(Records from a collection)
■ ■ ■ ■ ■

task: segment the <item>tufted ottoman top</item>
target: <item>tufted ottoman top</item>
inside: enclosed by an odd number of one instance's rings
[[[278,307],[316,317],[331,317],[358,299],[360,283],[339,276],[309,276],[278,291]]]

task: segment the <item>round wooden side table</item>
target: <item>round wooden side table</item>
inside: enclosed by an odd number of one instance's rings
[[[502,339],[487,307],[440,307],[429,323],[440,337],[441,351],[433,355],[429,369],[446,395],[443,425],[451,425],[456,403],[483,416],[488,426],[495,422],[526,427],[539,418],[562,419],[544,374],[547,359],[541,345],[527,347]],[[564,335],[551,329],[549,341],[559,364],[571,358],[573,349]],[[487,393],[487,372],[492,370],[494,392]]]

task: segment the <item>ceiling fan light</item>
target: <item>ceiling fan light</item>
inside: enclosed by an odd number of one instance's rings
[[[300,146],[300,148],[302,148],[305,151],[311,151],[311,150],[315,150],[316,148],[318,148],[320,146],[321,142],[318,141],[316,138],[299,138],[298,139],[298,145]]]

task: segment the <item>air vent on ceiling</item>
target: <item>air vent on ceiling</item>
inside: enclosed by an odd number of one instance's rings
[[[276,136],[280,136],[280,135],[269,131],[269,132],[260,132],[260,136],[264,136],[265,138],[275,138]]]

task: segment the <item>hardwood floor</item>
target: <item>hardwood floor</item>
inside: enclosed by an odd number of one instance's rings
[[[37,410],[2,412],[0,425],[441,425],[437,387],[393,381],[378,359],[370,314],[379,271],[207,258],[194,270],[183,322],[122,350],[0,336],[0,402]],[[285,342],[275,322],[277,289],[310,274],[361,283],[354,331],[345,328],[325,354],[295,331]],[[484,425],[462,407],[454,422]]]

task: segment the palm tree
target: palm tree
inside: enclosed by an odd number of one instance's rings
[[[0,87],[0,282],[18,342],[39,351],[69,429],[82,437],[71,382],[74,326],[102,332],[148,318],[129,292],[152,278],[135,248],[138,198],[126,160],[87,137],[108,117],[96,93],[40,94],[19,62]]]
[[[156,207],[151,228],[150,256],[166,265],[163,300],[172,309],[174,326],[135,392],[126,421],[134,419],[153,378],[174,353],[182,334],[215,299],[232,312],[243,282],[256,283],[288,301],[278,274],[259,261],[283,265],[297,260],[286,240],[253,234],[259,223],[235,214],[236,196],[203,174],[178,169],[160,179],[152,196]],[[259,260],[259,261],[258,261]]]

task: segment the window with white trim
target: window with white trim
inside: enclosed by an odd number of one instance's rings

■ ■ ■ ■ ■

| Task to carry out |
Wherever a line above contains the string "item", copy that line.

| Answer to this task |
task: segment the <item>tufted ottoman top</item>
target: <item>tufted ottoman top</item>
task: segment the <item>round wooden side table</item>
target: <item>round wooden side table</item>
task: segment the <item>ceiling fan light</item>
target: <item>ceiling fan light</item>
task: segment the <item>air vent on ceiling</item>
target: <item>air vent on ceiling</item>
task: segment the <item>hardwood floor</item>
target: <item>hardwood floor</item>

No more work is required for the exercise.